- _Entries from a point annotation set_
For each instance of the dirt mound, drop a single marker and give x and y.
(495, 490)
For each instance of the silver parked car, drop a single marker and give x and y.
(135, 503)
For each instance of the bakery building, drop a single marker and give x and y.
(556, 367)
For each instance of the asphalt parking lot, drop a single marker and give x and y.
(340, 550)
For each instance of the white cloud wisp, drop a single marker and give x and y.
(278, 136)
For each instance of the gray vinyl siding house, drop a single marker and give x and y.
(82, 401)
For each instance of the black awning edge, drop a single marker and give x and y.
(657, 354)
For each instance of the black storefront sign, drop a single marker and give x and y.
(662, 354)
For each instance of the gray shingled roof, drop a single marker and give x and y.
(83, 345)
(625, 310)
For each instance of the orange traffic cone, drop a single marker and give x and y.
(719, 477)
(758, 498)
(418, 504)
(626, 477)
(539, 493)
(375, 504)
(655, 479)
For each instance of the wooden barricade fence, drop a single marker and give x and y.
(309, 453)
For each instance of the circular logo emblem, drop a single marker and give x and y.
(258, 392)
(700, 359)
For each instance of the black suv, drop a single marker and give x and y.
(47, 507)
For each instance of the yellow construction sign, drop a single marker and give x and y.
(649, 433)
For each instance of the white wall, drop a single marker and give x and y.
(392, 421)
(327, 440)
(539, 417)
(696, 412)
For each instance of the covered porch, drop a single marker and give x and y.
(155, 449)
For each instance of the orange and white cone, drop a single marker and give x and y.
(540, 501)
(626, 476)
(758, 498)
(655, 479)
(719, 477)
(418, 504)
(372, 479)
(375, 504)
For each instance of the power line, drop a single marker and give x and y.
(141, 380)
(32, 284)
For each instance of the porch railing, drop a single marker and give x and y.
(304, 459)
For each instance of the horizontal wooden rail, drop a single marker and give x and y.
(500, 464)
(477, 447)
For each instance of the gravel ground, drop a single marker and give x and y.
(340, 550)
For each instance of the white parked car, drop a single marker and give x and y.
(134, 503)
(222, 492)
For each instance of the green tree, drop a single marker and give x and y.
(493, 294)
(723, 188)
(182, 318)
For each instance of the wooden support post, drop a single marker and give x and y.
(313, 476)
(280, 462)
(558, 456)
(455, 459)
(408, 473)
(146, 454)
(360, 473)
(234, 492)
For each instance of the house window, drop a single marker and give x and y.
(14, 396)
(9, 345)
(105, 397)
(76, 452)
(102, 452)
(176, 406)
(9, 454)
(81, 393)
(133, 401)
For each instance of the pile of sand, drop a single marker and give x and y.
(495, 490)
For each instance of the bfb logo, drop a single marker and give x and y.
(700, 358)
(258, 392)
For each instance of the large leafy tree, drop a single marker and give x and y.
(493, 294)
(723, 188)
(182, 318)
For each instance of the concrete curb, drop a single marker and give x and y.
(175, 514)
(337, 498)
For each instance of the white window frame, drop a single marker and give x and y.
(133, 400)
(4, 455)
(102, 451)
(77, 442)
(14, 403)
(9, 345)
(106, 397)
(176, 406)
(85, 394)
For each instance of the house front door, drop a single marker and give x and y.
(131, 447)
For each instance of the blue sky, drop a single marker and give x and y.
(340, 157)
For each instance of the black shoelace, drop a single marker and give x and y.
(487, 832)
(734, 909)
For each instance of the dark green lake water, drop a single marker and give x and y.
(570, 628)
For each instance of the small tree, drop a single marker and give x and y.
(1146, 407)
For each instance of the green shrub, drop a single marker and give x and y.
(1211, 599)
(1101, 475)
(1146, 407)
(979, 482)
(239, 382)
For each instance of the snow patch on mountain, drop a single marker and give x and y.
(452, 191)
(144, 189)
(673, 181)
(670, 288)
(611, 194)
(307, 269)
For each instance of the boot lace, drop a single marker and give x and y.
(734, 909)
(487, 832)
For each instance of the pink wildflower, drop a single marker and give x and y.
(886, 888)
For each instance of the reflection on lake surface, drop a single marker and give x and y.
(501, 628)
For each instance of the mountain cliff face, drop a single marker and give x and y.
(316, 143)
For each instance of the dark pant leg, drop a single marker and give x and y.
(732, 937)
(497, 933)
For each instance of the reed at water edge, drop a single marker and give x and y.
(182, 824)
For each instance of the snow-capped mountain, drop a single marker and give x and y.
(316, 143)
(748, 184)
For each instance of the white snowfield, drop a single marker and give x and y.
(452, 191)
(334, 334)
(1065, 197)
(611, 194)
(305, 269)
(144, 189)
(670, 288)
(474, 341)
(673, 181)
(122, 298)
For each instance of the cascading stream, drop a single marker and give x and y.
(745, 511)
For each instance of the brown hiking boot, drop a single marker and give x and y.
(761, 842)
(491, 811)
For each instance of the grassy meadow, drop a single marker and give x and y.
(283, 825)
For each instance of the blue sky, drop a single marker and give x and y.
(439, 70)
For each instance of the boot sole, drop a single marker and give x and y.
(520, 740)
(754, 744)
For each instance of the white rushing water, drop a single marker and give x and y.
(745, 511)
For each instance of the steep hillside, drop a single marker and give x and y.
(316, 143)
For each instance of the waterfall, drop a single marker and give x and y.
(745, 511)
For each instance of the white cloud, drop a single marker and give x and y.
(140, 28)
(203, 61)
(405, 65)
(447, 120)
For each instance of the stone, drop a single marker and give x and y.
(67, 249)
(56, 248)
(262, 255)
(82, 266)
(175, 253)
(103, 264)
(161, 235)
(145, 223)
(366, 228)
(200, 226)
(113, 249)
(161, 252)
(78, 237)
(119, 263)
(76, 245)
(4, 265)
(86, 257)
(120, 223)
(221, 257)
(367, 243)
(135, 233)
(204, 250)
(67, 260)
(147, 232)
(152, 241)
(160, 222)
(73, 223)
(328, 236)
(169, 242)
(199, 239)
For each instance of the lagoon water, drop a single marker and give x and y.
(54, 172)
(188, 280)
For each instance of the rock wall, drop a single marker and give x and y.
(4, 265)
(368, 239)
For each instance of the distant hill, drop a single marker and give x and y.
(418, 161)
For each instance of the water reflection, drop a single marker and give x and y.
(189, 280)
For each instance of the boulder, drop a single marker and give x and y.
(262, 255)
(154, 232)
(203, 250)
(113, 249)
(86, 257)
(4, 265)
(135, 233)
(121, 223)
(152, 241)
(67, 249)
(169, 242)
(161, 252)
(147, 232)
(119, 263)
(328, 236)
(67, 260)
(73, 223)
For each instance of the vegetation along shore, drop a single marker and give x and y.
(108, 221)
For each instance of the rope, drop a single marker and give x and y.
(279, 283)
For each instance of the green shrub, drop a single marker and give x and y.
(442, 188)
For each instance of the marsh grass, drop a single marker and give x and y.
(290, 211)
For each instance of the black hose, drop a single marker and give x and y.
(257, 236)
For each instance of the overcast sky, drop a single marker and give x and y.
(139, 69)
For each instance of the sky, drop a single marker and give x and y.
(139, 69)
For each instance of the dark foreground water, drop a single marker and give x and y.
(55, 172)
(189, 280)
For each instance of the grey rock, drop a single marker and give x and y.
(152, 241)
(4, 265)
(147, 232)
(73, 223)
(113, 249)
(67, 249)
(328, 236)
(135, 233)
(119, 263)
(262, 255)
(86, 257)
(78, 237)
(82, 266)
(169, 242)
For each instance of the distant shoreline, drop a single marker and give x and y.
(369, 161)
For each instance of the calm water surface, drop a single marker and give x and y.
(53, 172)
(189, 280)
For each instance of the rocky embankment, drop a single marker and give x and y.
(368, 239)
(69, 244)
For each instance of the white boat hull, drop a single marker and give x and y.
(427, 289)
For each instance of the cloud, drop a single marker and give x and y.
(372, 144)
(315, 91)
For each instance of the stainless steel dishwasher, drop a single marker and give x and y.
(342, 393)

- _Required task_
Transcribe all of the entries without altering anything.

- _Result_
For each instance of the dirt mound, drop a single marker and give x and y.
(495, 490)
For each instance of the silver parked car, drop a single marker and give x and y.
(135, 503)
For each instance of the bakery building, drop a single marker and give x and y.
(556, 367)
For each instance of the asphalt parking lot, drop a single marker and give x and y.
(340, 550)
For each instance of the white cloud wisp, drop a single marker and give x and y.
(278, 136)
For each instance of the gray vinyl siding house, drop a single marker and give x and y.
(82, 401)
For each instance of the black awning edge, drop a single marker and give x and y.
(657, 354)
For each instance of the black storefront sign, drop a single marker and give x and y.
(662, 354)
For each instance of the gray shingled roof, drop a single marker and give x and y.
(83, 345)
(625, 310)
For each instance of the orange traffic cone, drop a single marker and give x and y.
(719, 477)
(758, 498)
(418, 504)
(626, 477)
(539, 493)
(375, 504)
(655, 479)
For each instance of the wooden barricade fence, drop a single marker and give x and y.
(309, 453)
For each instance of the circular logo emblem, drop a single marker and give x and y.
(258, 392)
(700, 359)
For each instance of the black suv, drop a single marker and give x and y.
(47, 507)
For each instance of the yellow construction sign, drop a single marker and give x and y.
(649, 433)
For each instance of the white wall, drop a single marker and give x and y.
(392, 421)
(327, 440)
(539, 417)
(696, 412)
For each instance of the covered porch, drop a single marker and give x and y.
(155, 449)
For each instance of the orange and white cone, drop a single marker and give x and y.
(540, 501)
(626, 476)
(758, 498)
(655, 479)
(719, 477)
(418, 504)
(372, 479)
(375, 504)
For each instance of the power line, drop a single marker and give x and y.
(141, 380)
(32, 284)
For each instance of the porch railing, drop a single marker and give x and y.
(304, 459)
For each instance of the horizontal wooden rail, drop a single marker and give x and y.
(500, 464)
(477, 447)
For each instance of the gravel ground, drop a single marker and give x and y.
(340, 550)
For each instance of the white parked car, drop a single marker and give x and y.
(134, 503)
(222, 492)
For each instance of the green tree, drop a single marker and give x and y.
(493, 294)
(723, 188)
(182, 318)
For each instance of the wooden support post, drop a single marker and give x and y.
(313, 476)
(280, 462)
(558, 456)
(455, 459)
(408, 473)
(146, 454)
(360, 473)
(234, 492)
For each instance of the house window, drop a single marker and give x and y.
(14, 396)
(9, 345)
(105, 397)
(76, 452)
(102, 452)
(176, 406)
(9, 454)
(81, 393)
(133, 401)
For each instance of the pile of sand, drop a single marker and give x and y.
(495, 490)
For each instance of the bfb logo, drop a single marker and give x and y.
(700, 358)
(258, 392)
For each instance of the large leafy tree, drop a single marker and give x and y.
(493, 294)
(723, 188)
(182, 318)
For each instance of the concrete curb, drop a single marker and give x and y.
(175, 514)
(337, 498)
For each instance of the white window frame, drop a single marker and give x and y.
(133, 400)
(4, 455)
(102, 451)
(77, 442)
(14, 403)
(9, 345)
(106, 397)
(176, 406)
(85, 394)
For each instance of the house front door, drop a single marker and give x and y.
(131, 447)
For each instance of the blue sky, drop a single marker and give x and y.
(340, 157)
For each instance of the black shoelace, drop a single marker and give x and y.
(487, 832)
(734, 909)
For each instance of the dark green lake water, drop a single marker and give x and y.
(570, 628)
For each instance of the small tree, drop a single marker and give x and y.
(1146, 407)
For each instance of the green shrub, drop a single marker and give x and y.
(1211, 599)
(1101, 475)
(1146, 407)
(979, 482)
(239, 382)
For each instance of the snow patch on mountain, drop a single marker and give x and y.
(452, 191)
(144, 189)
(673, 181)
(670, 288)
(611, 194)
(307, 269)
For each instance of the boot lace, drop a single marker and give x and y.
(734, 909)
(487, 832)
For each instance of the pink wildflower, drop a single marker and give x and y.
(886, 888)
For each instance of the reflection on lake surface, drop a single marker and give x and y.
(501, 628)
For each instance of the mountain cliff face, drop a single marker and give x and y.
(316, 143)
For each instance of the dark pant leg, drop a single marker and give x and y.
(732, 937)
(497, 933)
For each instance of the reed at water edge, drop a single marker and give x and y.
(182, 824)
For each instance of the snow-capped mountain, drop a single marker and give x and y.
(316, 143)
(748, 184)
For each instance of the white snowfield, drop a single marker and give x and y.
(452, 191)
(334, 334)
(1065, 197)
(611, 194)
(305, 269)
(144, 189)
(670, 288)
(474, 341)
(673, 181)
(122, 298)
For each instance of the cascading stream, drop a single marker and give x and y.
(745, 511)
For each instance of the brown hiking boot, drop a single marker and give x and y.
(761, 842)
(491, 811)
For each instance of the grassy meadow, drop a single marker and give x and y.
(283, 825)
For each instance of the blue sky, drop a single marker and give x and y.
(439, 70)
For each instance of the boot sole, drop a single marker and give x and y.
(520, 740)
(754, 744)
For each instance of the white rushing water, drop a single marker and give x and y.
(745, 511)
For each instance of the steep hillside, drop a single marker and give x and y.
(316, 143)
For each instance of the waterfall, drop a single marker and give x and y.
(745, 511)
For each instance of the white cloud, drop a single marker and give x and y.
(140, 28)
(203, 61)
(405, 65)
(447, 120)
For each instance of the stone, drop a single marker and give x and y.
(67, 249)
(56, 248)
(262, 255)
(82, 266)
(175, 253)
(103, 264)
(161, 235)
(145, 223)
(366, 228)
(200, 226)
(113, 249)
(161, 252)
(78, 237)
(119, 263)
(76, 245)
(4, 265)
(86, 257)
(120, 223)
(221, 257)
(367, 243)
(135, 233)
(204, 250)
(67, 260)
(147, 232)
(152, 241)
(160, 222)
(73, 223)
(328, 236)
(169, 242)
(199, 239)
For each instance of the lagoon water, drop a single marker and give x and y.
(54, 172)
(188, 280)
For each instance of the rock wall, drop a single marker and give x and y.
(4, 265)
(368, 239)
For each instance of the distant hill, drop a single marker and give x and y.
(418, 161)
For each instance of the water reflection, drop a single marker and give x and y.
(189, 280)
For each instance of the boulder, drop a single marker and give x and y.
(262, 255)
(154, 232)
(203, 250)
(113, 249)
(86, 257)
(4, 265)
(135, 233)
(121, 223)
(152, 241)
(67, 249)
(169, 242)
(161, 252)
(147, 232)
(119, 263)
(328, 236)
(67, 260)
(73, 223)
For each instance of the vegetation along shore, drop a single marker and give x and y.
(108, 221)
For each instance of the rope, drop a single marker and give x and y.
(279, 283)
For each instance of the green shrub, drop a single marker and give x and y.
(442, 188)
For each instance of the marsh grass, drop a single marker and give x and y.
(290, 211)
For each instance of the black hose, drop a single marker and give x and y.
(257, 236)
For each instance of the overcast sky, drop a single marker and give x and y.
(139, 69)
For each instance of the sky, drop a single marker and give x and y.
(139, 69)
For each instance of the dark foreground water, drop a single marker and give x and y.
(55, 172)
(189, 280)
For each instance of the grey rock, drop a single marker and give x and y.
(152, 241)
(4, 265)
(147, 232)
(73, 223)
(113, 249)
(67, 249)
(328, 236)
(135, 233)
(119, 263)
(262, 255)
(86, 257)
(78, 237)
(82, 266)
(169, 242)
For each instance of the distant shoreline, drop a single marker and give x and y.
(369, 161)
For each instance of the calm water surface, drop a single marker and give x and y.
(53, 172)
(189, 280)
For each instance of the rocky embankment, drop a single marker and give x and y.
(368, 239)
(69, 244)
For each instance of the white boat hull, drop a single marker and give x and y.
(427, 289)
For each instance of the cloud, drop a single marker and give x and y.
(372, 144)
(315, 91)
For each instance of the stainless steel dishwasher, drop a single marker and give x and y.
(342, 393)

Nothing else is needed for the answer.